## Assigned task
Make an exact copy of the entries below with the pictures removed.

(Point-per-instance localization data)

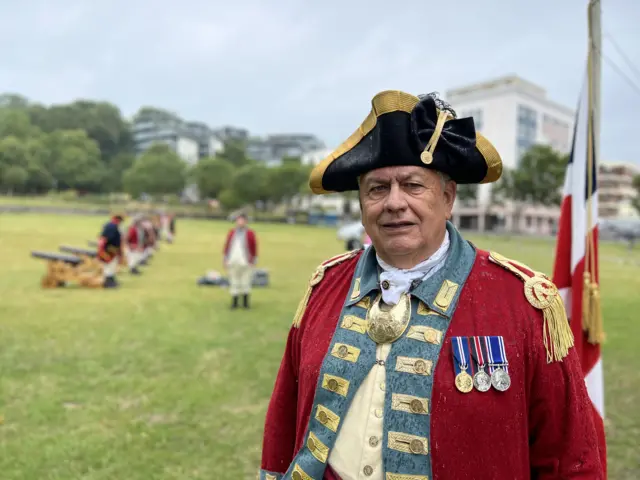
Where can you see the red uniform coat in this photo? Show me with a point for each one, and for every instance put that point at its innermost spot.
(132, 238)
(541, 428)
(251, 245)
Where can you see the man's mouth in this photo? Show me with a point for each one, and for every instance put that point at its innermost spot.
(394, 225)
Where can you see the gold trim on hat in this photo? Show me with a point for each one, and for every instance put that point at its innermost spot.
(397, 101)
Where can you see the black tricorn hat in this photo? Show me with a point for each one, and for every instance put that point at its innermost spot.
(402, 129)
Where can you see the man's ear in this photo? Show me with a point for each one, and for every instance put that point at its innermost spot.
(450, 192)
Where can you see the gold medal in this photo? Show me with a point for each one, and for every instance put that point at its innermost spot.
(464, 382)
(387, 323)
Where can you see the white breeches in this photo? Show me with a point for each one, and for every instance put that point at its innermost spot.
(110, 269)
(240, 277)
(133, 258)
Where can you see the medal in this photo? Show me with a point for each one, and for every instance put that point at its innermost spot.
(481, 380)
(499, 366)
(500, 380)
(387, 323)
(463, 381)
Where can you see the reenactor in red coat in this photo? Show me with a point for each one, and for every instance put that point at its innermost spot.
(423, 357)
(240, 256)
(135, 245)
(110, 249)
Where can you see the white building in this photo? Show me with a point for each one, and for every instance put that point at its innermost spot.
(616, 193)
(187, 149)
(514, 115)
(314, 157)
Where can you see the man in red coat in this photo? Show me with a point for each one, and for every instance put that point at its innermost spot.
(110, 249)
(422, 357)
(240, 256)
(135, 245)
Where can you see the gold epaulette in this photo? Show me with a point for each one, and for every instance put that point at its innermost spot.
(542, 294)
(316, 278)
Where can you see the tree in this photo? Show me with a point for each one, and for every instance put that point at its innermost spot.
(250, 183)
(14, 178)
(212, 175)
(75, 161)
(16, 123)
(159, 171)
(14, 101)
(284, 182)
(229, 199)
(116, 167)
(466, 192)
(636, 200)
(538, 177)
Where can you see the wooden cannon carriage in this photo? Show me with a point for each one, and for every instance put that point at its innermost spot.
(88, 256)
(63, 269)
(91, 255)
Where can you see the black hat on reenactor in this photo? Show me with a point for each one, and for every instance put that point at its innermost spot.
(403, 129)
(120, 214)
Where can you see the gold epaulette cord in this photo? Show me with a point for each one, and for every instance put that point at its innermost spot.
(543, 295)
(316, 278)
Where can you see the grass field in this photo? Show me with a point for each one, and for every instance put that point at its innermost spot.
(159, 380)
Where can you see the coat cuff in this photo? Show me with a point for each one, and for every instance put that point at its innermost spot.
(265, 475)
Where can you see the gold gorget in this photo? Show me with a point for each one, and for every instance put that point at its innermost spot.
(387, 323)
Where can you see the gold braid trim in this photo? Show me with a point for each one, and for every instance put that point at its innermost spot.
(316, 278)
(543, 295)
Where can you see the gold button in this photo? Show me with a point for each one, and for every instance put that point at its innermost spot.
(311, 445)
(431, 336)
(416, 406)
(420, 366)
(416, 446)
(323, 417)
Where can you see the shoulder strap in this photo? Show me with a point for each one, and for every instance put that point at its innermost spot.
(543, 295)
(316, 278)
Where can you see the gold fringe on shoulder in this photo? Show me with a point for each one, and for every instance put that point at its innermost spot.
(316, 278)
(543, 295)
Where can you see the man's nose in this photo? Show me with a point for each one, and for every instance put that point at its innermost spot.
(395, 200)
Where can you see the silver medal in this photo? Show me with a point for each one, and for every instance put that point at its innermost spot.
(500, 380)
(482, 381)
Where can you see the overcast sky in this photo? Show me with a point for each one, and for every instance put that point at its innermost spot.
(310, 66)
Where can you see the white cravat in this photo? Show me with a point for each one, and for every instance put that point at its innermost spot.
(400, 279)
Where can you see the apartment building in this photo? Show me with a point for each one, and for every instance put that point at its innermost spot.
(514, 114)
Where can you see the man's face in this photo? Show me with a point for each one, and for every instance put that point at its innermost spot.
(404, 211)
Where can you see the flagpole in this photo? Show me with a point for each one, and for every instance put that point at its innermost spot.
(591, 308)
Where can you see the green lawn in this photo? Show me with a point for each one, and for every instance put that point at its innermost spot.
(159, 380)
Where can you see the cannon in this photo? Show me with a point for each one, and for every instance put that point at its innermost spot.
(81, 252)
(90, 259)
(65, 268)
(91, 256)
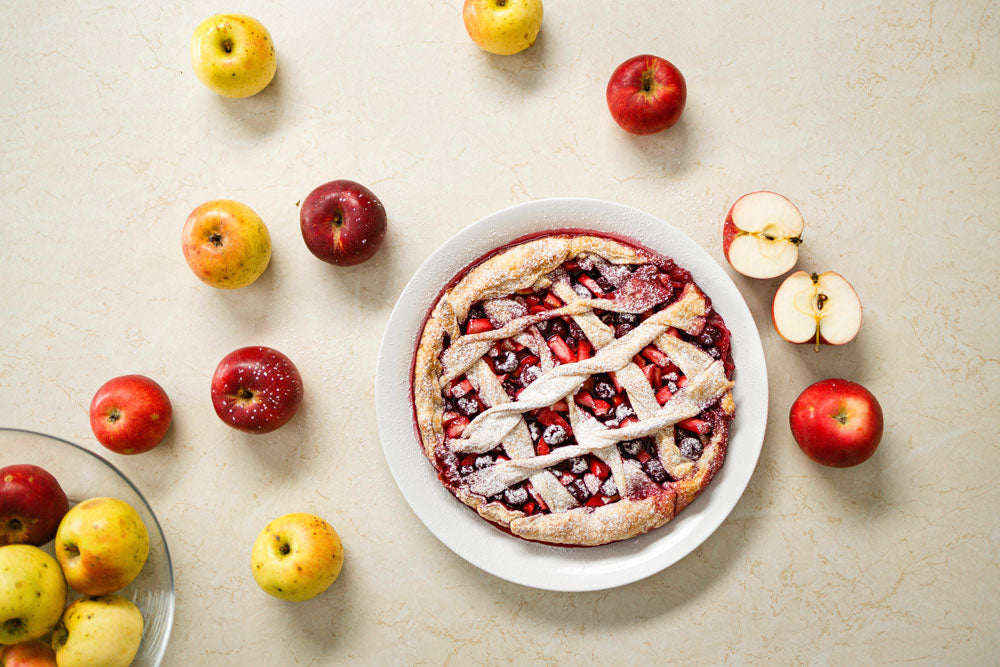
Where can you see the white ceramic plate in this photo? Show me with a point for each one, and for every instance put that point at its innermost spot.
(528, 563)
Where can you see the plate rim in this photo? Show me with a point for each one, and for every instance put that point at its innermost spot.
(538, 216)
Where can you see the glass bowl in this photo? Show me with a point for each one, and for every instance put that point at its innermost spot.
(82, 475)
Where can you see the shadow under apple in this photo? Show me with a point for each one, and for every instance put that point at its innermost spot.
(667, 151)
(259, 114)
(524, 70)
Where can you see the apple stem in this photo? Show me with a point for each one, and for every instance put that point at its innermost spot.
(647, 81)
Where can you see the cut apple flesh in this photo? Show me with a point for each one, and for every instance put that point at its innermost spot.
(822, 308)
(766, 233)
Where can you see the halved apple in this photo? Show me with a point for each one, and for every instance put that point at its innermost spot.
(762, 234)
(823, 308)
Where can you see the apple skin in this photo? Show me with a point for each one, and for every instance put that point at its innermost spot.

## Task result
Where can you see the red uniform coat in this photo? Show me with a point for each one, and for every instance put that point at its innermost spot.
(132, 238)
(541, 428)
(251, 245)
Where can you see the man's mouth in this photo? Show me with a point for each one, and for every instance put that point at its innermost spot.
(394, 225)
Where can you see the gold trim on hat in this photo? Show me with a point for each one, and for every instance put that point at its innermost spot.
(397, 101)
Where can you see the black tricorn hat in this photo? Show me with a point for each one, and for every instance put that point at its innermost spot.
(402, 129)
Where can you see the man's ear in this photo? Show me with a point for each one, and for every instance put that point at its innermost spot.
(450, 192)
Where can you see the gold medal in this photo? Show me with a point for each one, and for every instance put that point at its innermost spot.
(464, 382)
(387, 323)
Where can you see the white breeches in this photo? Show me with a point for each one, and for every instance put that point at its innermost spot.
(110, 269)
(240, 277)
(133, 258)
Where can you see the medal in this photo? Show me with a point for each one, and for every instance put that point at its innermost spot.
(481, 380)
(499, 366)
(500, 380)
(387, 323)
(463, 381)
Where can you see the reenactor in red coat in this photo? Show me with a point for each one, and for every instance put that point at its innermost spot.
(423, 357)
(240, 256)
(135, 245)
(110, 249)
Where can you see the white building in this photo? Show me with a point for each one, and for every instance put that point at its innermost spot.
(616, 193)
(187, 149)
(514, 115)
(314, 157)
Where can you see the man in red coat in this photo? Show me with a point for each one, and for every instance put that point at its innermost spot.
(110, 249)
(422, 357)
(240, 256)
(135, 245)
Where can you see the gold epaulette in this photo? Show me with a point for each one, and for every instance put that point at its innermost spot.
(542, 294)
(316, 278)
Where can you see the tree in this photo? Show me with a point for each one, and for every instance put that point at its innermost spot.
(250, 183)
(14, 178)
(212, 175)
(75, 161)
(16, 123)
(159, 171)
(14, 101)
(284, 182)
(229, 199)
(116, 167)
(466, 192)
(636, 200)
(538, 177)
Where can you see the wooden cannon carriage in this photo? Show me with a point for each one, and for every instance put that point at its innermost spot.
(88, 256)
(63, 269)
(91, 255)
Where can you see the black hat on reenactor in this photo? Show me with a point for each one, and for every instance put that point at its innermost spot.
(403, 129)
(120, 214)
Where can you see the gold epaulette cord in this photo? Show me with a point for each one, and for every instance put that point at its innermost spot.
(543, 295)
(316, 278)
Where can you see the grass field in this photo? Show me with a point for each one, and for every instance put that point at its innermost spot.
(159, 380)
Where can you see the coat cuff in this photo? Show me with a point for each one, and for every instance put that point at its innermost spot.
(265, 475)
Where can you see the gold gorget in this photo? Show me with a point for each one, and for every instance put that point at its innermost spot.
(387, 323)
Where can you see the gold braid trim in this photo? Show me with a point for each one, and for every instance put that point at its innermost spot.
(316, 278)
(543, 295)
Where can you see the gold button in this photo? Show me with a point for each one, and for every instance put that point at its innermost spot.
(311, 445)
(431, 336)
(416, 406)
(420, 366)
(416, 446)
(323, 417)
Where can you see the shoulder strap in this photo? Show me with a point for each one, and for every instance put that point at its innermost spot.
(543, 295)
(316, 278)
Where can you see the gold fringe on shoulder in this photo? Show me with a point for each one, and for every instance put that point at its innermost spot.
(316, 278)
(543, 295)
Where can you see the man's nose in this photo? Show me with a point for each one, and for every instance put that point at its innermost spot.
(395, 200)
Where can you see the silver medal in this photo? Show me with a point for each one, and for every instance put that point at its innermost spot.
(500, 380)
(482, 381)
Where can you see the overcast sky in this photo? Show me with a point for each one, and for every instance put that point at its innermost spot.
(310, 66)
Where can you see the white cravat in this photo? Show me with a point for each one, and for every instance put that point at its innermost spot.
(400, 279)
Where can you see the apartment building in this photo? Show me with a point for each one, and for every instance put that point at its innermost spot.
(514, 114)
Where can you see the man's face in this photo? Show me with a point for each one, and for every instance put that point at its innermost spot.
(404, 211)
Where can you see the flagpole in this photo? Show me with a point for each one, and for every instance put that point at its innermost spot.
(591, 308)
Where can you see the green lawn in this photo? Show me with a point for each one, and for every instance put that point at its innermost spot.
(159, 380)
Where can you see the cannon in this photo? Show me with a point for each one, and for every instance put that point at its innermost spot.
(81, 252)
(90, 259)
(65, 268)
(91, 256)
Where can you see the white ceramic plate in this photo? Show me with a point for each one, and for every instance put that point at its innermost spot.
(528, 563)
Where can you see the plate rim in this photo? Show me with a point for each one, and for every instance put that point at its innermost spot.
(538, 216)
Where can you see the glass bowl in this photo? Show me with a point for each one, and for every instance put that point at its innermost spot.
(82, 475)
Where can you see the shadow under apple in this photo? Show me with a point for each one, and for every instance put that point at its innermost spot.
(667, 151)
(259, 114)
(524, 70)
Where can you see the apple stem in this photo? Show me with a point for each one, and for every instance put that point at its innermost spot.
(647, 81)
Where can you see the cut apple flesh in this photo? Show me with a point for each one, and for every instance put that point at its innermost spot.
(822, 308)
(766, 233)
Where can you see the halved apple in this photo? Show me with a point for each one, and for every instance put that point at its innermost spot.
(762, 234)
(823, 308)
Where can you see the apple skin in this photo? Show me with a point for each one, and for every instance put that point at its innermost spot.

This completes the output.